_Actions to take_
**1)** In the passage on urban pests, which insects are greater health threats than rats or fleas in developing-world cities?
**2)** Continue the passage on urban pests from the point where it stops.

_Text section_
= = = = = = =
Household and neighborhood problems: Pests

Rats, fleas, and the bubonic plague firmly established pests in the annals of urban environmental health. Even today, a minor outbreak of plague can quickly make international headlines. (See Box 2.3.)However, for most wealthy urbanites of the developed world, diseases transmitted by pests are no longer a major concern. And in urban areas in the developing world, mosquitos and flies are far more important health threats than rats or fleas.

Neither mosquitos nor flies are particularly urban. Indeed, there is a far greater variety of habitats and species of these insects in rural areas. In addition, the opportunities for controlling such disease vectors are generally greater in urban areas. However, some types of disease-bearing mosquitos and flies have adapted well to particular urban habitats and find themselves relatively free of competition[1].
= = = = = = =
_Supplied data_
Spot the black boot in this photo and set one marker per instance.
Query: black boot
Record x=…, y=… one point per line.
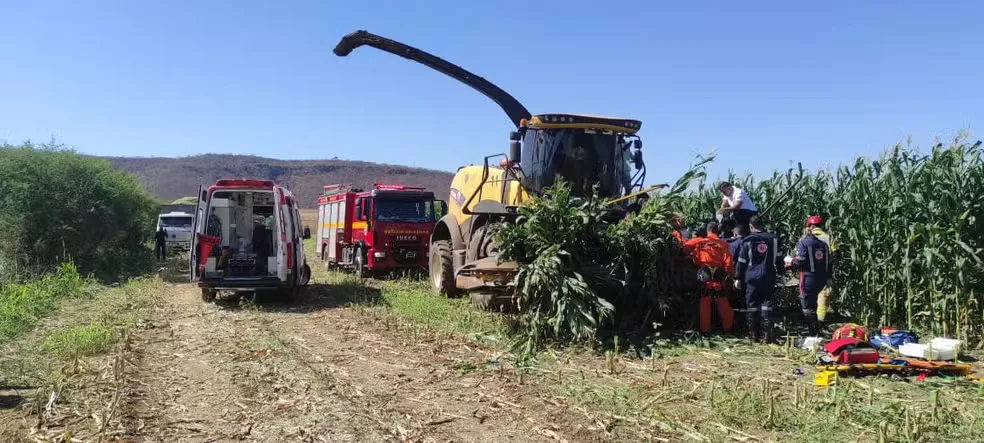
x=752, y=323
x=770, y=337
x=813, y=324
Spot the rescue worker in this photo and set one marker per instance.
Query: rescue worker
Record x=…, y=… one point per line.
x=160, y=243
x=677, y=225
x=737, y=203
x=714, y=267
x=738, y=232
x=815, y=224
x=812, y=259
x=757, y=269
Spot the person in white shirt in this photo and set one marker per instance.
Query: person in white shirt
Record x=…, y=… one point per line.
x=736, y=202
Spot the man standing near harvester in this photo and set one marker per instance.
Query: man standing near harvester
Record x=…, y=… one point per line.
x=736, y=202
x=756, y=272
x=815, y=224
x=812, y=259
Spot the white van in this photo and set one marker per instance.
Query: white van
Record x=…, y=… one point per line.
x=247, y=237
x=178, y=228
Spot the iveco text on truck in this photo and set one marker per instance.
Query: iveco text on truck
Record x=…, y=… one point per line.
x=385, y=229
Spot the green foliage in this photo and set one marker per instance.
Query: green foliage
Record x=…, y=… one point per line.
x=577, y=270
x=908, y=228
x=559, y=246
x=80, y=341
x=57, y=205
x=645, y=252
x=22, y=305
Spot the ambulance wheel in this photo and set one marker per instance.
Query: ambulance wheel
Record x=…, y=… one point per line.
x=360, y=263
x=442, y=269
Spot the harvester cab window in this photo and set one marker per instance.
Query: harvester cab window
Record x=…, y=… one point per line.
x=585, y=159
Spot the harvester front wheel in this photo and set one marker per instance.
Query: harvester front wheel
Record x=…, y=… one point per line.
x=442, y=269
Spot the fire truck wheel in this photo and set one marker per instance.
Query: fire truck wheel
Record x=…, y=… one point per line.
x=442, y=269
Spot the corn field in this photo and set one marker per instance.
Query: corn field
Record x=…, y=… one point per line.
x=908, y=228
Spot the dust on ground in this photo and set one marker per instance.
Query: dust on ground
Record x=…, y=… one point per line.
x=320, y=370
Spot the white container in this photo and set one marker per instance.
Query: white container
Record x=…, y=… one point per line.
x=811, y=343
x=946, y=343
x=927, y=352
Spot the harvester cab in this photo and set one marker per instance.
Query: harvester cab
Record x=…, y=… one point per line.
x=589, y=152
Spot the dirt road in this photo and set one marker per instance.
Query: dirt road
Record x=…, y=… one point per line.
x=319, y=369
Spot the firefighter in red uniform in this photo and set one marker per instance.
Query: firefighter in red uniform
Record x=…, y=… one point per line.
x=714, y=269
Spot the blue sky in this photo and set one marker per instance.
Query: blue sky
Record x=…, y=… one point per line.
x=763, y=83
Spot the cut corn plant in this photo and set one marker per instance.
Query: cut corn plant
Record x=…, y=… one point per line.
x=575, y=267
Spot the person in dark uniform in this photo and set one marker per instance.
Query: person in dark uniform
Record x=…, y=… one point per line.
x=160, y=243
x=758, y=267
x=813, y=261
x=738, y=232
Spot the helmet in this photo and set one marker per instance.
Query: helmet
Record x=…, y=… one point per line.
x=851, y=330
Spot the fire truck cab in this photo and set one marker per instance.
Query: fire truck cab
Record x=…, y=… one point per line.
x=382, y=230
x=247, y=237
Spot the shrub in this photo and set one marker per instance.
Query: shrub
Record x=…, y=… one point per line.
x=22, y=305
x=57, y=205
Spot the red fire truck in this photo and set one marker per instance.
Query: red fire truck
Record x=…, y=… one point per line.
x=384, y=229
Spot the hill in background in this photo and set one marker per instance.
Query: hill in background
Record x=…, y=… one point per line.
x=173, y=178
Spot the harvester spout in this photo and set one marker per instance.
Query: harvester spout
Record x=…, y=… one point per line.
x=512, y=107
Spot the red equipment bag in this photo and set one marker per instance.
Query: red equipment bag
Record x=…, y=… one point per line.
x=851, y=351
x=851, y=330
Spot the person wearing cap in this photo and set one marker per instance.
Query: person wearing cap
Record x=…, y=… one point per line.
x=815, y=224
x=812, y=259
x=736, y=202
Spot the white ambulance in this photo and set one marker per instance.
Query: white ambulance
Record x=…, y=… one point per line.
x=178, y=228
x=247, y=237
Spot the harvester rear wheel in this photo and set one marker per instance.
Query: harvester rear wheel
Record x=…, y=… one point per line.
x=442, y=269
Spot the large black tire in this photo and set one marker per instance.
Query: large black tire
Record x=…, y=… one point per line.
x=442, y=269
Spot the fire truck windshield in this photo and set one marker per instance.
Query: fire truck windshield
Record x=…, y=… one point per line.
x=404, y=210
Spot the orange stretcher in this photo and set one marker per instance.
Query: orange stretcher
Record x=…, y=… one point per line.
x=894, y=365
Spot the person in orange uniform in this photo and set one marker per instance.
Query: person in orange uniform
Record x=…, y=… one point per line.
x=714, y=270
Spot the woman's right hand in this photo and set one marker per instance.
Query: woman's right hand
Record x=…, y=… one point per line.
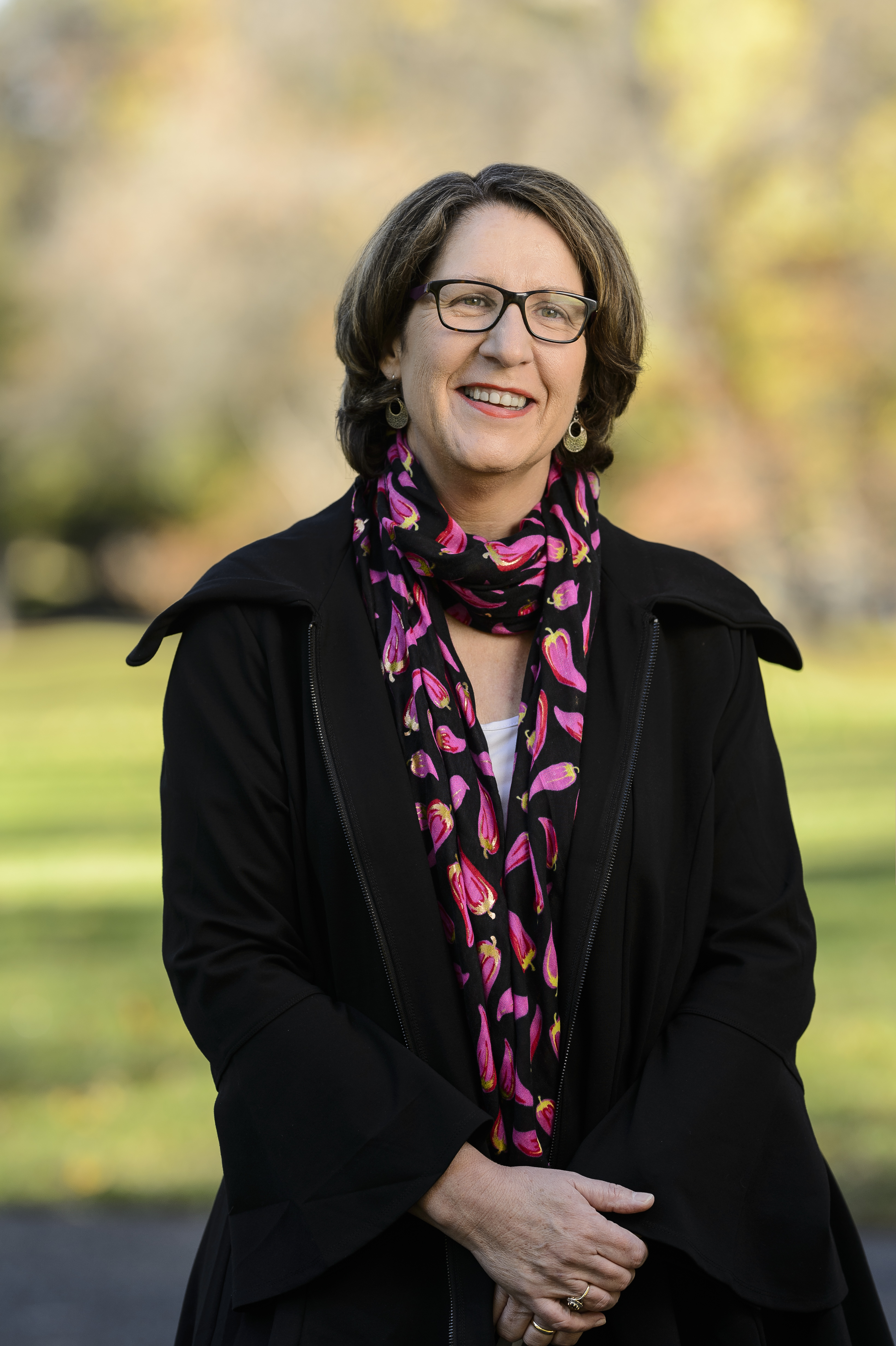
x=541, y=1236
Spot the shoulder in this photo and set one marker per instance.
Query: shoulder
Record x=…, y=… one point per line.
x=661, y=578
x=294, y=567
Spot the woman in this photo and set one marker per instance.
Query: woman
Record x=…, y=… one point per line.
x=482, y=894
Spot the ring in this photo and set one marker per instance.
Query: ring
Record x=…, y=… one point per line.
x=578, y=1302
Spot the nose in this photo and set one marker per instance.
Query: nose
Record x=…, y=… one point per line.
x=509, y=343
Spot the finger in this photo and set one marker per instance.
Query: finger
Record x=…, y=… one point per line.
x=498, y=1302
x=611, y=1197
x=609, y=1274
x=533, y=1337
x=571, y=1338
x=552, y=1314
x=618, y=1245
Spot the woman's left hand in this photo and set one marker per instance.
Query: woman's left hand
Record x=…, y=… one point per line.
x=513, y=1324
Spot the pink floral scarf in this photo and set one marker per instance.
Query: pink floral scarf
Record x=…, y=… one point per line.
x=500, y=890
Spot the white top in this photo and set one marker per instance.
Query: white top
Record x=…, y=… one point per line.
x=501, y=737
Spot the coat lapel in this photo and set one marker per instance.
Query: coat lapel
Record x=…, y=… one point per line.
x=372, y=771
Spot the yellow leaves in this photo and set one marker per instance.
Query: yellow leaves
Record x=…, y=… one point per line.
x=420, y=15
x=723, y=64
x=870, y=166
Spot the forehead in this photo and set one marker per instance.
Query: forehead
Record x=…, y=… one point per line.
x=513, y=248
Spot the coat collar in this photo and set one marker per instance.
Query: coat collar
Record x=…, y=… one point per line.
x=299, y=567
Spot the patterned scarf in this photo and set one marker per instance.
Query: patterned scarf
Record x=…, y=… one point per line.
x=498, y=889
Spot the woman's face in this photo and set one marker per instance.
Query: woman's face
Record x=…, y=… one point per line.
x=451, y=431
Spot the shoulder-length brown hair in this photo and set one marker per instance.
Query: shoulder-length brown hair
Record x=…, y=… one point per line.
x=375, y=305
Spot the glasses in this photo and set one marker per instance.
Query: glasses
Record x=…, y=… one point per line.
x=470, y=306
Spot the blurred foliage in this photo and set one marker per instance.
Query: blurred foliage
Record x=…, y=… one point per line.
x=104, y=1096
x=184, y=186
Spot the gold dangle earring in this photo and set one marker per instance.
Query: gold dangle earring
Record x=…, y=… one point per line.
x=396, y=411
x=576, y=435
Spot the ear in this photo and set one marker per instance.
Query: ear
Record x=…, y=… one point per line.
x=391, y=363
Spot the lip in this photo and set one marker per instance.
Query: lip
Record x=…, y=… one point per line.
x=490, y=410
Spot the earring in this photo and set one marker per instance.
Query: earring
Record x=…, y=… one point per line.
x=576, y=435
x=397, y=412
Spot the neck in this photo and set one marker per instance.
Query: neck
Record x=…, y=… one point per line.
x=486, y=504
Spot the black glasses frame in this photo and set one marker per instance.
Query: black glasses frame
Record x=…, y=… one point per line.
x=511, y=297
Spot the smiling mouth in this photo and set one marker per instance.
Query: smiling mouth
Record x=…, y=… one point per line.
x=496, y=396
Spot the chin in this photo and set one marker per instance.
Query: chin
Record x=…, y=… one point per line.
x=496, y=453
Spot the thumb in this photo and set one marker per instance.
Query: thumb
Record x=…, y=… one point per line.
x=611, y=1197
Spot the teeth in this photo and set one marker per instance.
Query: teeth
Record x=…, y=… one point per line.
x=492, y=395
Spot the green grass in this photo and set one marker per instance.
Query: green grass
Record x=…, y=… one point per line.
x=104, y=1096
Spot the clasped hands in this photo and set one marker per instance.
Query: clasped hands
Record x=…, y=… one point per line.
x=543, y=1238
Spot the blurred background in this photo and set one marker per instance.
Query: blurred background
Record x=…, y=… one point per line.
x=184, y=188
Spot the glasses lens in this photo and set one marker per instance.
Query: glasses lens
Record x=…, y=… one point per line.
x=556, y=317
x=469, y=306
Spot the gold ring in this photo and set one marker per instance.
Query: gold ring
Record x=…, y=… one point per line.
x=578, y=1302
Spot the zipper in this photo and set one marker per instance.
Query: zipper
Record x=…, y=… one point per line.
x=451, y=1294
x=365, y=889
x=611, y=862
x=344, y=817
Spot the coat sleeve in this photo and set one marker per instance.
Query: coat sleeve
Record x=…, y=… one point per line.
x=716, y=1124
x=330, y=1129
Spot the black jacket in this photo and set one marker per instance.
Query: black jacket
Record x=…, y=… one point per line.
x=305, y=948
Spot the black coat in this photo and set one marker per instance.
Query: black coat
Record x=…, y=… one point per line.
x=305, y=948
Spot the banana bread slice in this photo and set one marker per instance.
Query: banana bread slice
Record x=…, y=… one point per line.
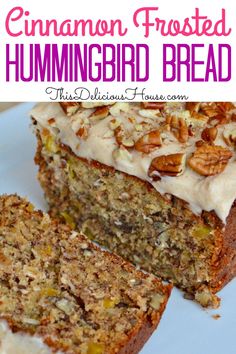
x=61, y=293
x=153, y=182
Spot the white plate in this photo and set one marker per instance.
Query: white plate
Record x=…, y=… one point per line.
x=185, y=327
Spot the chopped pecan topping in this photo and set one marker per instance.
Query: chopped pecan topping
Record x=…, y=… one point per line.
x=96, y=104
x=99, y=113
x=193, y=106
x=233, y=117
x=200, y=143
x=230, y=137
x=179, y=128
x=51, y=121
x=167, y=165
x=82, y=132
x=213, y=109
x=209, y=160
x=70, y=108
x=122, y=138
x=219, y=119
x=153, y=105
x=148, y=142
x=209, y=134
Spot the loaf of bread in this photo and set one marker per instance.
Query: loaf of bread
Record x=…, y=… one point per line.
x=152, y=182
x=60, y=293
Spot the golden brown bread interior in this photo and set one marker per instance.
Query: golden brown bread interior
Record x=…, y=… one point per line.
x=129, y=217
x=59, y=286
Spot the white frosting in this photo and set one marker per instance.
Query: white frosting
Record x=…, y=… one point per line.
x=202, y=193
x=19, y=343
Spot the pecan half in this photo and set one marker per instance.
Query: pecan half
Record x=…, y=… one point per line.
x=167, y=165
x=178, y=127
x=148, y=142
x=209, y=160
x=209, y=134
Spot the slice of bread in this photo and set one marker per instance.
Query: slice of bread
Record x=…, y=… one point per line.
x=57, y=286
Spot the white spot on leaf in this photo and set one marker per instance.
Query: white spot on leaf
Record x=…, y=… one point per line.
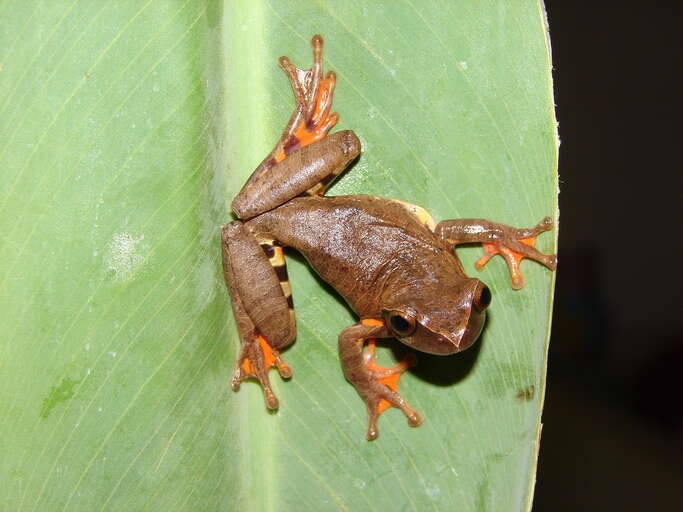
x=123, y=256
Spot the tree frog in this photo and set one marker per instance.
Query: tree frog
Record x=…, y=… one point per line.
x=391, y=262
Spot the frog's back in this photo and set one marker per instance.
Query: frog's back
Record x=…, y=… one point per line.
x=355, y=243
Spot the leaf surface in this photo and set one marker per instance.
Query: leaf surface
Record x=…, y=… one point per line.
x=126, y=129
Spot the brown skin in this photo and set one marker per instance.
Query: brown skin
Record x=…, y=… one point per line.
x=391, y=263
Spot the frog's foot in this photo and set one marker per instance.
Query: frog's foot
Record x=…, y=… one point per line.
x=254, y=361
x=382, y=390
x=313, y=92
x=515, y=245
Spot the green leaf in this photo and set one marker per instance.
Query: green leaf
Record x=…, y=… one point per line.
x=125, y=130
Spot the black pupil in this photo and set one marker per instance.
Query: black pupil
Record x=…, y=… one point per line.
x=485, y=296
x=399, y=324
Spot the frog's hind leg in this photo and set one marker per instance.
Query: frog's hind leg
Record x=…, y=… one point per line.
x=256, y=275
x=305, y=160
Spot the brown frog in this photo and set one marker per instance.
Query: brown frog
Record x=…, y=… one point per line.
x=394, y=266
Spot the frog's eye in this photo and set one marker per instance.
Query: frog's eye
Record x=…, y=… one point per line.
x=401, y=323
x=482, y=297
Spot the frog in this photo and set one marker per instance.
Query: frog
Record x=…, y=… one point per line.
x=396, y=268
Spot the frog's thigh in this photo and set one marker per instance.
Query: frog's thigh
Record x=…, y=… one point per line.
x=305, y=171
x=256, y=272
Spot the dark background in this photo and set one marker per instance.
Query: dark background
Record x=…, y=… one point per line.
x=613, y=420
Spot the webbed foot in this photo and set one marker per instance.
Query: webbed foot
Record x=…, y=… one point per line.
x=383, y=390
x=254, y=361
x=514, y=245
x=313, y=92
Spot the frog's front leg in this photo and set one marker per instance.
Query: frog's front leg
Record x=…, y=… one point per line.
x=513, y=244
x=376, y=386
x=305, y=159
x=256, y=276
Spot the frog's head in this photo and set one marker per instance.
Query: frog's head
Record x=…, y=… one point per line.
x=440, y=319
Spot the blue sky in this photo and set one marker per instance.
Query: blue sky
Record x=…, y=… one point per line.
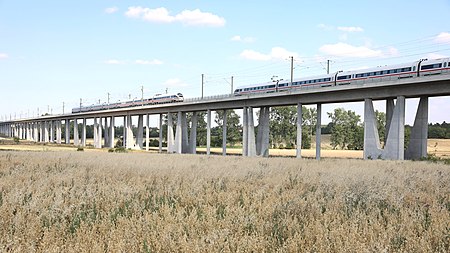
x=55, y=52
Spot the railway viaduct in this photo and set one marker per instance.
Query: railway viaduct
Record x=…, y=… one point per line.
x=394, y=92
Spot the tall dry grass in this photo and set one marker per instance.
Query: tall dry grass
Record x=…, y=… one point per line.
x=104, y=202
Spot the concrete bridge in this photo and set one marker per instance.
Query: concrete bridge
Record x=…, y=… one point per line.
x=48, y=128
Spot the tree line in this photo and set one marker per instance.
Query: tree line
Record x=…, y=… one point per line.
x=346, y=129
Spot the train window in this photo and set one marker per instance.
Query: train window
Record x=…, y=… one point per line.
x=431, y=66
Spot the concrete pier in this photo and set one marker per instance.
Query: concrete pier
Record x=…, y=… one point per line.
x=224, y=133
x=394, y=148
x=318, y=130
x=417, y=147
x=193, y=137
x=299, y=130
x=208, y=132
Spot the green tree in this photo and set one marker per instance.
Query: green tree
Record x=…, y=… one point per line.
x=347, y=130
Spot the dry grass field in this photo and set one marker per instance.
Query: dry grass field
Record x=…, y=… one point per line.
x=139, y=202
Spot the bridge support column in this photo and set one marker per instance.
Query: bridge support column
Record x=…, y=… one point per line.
= = = = = = =
_Your written answers_
**1)** Mosquitos and flies.

**2)**
The Aedes aegypti mosquito breeds in small containers, such as flower vases and water drums, and has been carried from its East African home to every tropical continent, often following the used tire trade. Its Asian relative, Aedes albopictus, is now using the same trick and has recently invaded North and South America, the Mediterranean, and West Africa. Both of these species transmit dengue, a disease of increasing importance in Latin America and Southeast Asia.

In African and Indian cities, malaria is the most prevalent mosquito-borne disease and is often a prime cause of hospital admissions and deaths, particularly among children. In Accra, for instance, malaria accounted for more than 40 percent of reported illnesses at outpatient facilities from 1987 to 1990[2]. In both regions, urbanization has created important new breeding sites. In India, for instance, the Anopheles stephensi mosquito breeds in overhead water storage tanks.

Just as urban mosquito problems are intimately linked to water, urban fly problems are linked to waste. Various families of flies have adapted to the opportunities of urban ecology. The most obvious health risk is that they provide a shortcut on the fecal- oral route, although the extent of their contribution is still not clear. The housefly, along with several other species, is a filth feeder and breeder. Given poor sanitation, some flies are likely to be in contact with human feces and later land on human food, drink, or skin. Piles of garbage increase fly populations. Open food preparation and food storage areas provide opportunities for flies to land on food.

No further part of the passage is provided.